Work instruction: For the entries below, print exactly the lines between the line holding "positive clicks: (133, 92) (135, 90)" and the line holding "positive clicks: (285, 165) (84, 175)", inclusive, and nothing else.

Input material:
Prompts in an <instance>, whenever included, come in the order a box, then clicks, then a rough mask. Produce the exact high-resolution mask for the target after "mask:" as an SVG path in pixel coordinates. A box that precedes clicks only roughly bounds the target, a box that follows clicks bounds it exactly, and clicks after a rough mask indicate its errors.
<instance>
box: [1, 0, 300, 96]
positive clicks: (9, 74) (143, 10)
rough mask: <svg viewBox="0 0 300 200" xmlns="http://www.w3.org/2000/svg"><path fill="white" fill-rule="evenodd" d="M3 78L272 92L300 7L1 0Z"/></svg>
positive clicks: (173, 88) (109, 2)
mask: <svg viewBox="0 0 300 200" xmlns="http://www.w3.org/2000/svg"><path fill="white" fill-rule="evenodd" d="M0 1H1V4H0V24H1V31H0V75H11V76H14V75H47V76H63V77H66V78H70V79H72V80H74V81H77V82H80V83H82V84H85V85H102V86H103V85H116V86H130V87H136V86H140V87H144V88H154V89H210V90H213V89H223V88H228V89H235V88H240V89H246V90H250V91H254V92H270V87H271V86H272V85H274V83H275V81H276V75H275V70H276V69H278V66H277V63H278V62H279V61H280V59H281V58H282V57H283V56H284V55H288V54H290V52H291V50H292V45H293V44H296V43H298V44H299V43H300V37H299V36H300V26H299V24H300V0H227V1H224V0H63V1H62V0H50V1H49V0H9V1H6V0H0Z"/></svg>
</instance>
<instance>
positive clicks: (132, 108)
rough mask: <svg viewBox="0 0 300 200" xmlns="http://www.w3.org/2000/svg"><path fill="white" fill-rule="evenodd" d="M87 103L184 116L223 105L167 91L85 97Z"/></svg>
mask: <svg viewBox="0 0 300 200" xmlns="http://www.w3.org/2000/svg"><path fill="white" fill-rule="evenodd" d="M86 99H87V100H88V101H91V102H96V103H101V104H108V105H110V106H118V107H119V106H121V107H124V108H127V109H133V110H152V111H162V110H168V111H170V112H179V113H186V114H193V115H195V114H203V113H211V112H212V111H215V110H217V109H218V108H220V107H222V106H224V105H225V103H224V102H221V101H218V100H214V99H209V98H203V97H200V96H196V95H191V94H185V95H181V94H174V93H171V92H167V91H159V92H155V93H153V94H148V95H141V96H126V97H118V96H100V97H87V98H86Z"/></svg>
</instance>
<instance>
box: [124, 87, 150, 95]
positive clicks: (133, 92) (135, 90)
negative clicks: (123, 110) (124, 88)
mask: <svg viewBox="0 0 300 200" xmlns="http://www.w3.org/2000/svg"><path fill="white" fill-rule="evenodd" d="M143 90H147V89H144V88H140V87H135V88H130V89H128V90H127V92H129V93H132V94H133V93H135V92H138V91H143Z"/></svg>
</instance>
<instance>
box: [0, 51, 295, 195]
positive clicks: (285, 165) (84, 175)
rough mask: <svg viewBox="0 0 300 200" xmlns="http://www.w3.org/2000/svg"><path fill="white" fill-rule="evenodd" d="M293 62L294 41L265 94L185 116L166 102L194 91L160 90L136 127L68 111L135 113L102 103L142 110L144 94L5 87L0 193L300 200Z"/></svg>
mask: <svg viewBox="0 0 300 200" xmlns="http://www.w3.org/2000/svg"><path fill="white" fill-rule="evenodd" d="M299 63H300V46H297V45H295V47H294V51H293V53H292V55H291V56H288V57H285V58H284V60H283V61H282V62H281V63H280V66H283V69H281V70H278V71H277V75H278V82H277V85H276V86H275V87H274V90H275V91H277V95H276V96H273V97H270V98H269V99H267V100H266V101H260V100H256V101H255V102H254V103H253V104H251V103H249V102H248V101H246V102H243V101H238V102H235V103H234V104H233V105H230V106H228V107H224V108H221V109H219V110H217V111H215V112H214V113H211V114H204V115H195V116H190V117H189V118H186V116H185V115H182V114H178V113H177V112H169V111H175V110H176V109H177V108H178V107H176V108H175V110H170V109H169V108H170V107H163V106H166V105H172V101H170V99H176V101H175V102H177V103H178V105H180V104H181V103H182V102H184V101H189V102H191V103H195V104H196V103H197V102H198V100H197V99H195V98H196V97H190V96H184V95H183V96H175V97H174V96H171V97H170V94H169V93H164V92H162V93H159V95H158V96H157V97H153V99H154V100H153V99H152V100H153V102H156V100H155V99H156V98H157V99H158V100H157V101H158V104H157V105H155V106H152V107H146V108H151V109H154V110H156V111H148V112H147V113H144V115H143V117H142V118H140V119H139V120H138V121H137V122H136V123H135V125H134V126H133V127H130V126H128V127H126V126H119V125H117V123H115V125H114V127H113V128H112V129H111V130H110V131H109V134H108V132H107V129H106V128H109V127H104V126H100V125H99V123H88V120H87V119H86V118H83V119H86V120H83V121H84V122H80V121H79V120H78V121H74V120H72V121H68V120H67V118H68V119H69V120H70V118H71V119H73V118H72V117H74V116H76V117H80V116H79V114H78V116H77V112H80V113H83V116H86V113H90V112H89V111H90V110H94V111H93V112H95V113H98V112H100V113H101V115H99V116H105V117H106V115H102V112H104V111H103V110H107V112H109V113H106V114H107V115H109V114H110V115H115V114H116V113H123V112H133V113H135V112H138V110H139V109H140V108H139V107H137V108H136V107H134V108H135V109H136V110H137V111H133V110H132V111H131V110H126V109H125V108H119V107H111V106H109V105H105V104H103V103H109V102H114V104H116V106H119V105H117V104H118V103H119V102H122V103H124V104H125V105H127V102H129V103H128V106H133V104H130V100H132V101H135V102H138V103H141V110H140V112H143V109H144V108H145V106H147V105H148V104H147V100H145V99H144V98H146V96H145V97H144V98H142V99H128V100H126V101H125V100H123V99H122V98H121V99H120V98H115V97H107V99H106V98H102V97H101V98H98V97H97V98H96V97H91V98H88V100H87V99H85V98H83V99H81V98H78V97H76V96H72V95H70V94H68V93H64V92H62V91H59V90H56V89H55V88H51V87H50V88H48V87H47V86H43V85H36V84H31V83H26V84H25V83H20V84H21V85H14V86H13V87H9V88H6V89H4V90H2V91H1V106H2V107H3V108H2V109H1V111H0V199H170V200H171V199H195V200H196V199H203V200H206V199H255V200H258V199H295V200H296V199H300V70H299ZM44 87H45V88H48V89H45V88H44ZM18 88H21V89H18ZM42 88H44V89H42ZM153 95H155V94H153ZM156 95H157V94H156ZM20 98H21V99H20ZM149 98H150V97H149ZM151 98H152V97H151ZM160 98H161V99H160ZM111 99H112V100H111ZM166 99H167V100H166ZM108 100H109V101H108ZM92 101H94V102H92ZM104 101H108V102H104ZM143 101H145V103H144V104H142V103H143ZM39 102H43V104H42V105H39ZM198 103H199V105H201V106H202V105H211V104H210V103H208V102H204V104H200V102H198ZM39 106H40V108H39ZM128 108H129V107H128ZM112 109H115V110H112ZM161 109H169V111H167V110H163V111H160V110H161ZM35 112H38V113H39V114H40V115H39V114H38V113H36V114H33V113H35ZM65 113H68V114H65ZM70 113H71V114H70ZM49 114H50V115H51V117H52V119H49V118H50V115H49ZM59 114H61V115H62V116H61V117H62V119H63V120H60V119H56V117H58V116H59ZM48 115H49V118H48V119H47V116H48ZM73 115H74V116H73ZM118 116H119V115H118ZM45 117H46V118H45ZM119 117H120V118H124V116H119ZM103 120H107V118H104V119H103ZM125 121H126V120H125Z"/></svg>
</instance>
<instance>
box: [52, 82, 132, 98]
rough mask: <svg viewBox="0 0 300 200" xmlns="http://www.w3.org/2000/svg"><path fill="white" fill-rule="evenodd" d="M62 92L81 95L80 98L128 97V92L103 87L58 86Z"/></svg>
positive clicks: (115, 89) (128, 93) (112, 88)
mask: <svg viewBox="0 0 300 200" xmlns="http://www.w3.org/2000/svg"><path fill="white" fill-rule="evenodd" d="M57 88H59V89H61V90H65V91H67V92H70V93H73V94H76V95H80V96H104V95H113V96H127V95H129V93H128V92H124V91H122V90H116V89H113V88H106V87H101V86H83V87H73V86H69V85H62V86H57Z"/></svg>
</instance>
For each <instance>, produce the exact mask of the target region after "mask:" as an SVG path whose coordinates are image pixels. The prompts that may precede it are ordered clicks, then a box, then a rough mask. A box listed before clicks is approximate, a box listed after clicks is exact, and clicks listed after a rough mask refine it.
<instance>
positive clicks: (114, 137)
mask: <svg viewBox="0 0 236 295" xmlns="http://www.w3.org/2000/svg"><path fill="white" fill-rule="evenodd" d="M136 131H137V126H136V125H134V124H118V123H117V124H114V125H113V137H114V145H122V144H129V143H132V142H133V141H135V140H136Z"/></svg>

Result below:
positive clicks: (133, 92) (135, 90)
negative clicks: (123, 110) (124, 88)
mask: <svg viewBox="0 0 300 200" xmlns="http://www.w3.org/2000/svg"><path fill="white" fill-rule="evenodd" d="M143 90H147V89H144V88H140V87H135V88H130V89H128V90H127V92H129V93H132V94H133V93H135V92H138V91H143Z"/></svg>
</instance>
<instance>
box: [0, 51, 295, 195]
positive clicks: (285, 165) (84, 175)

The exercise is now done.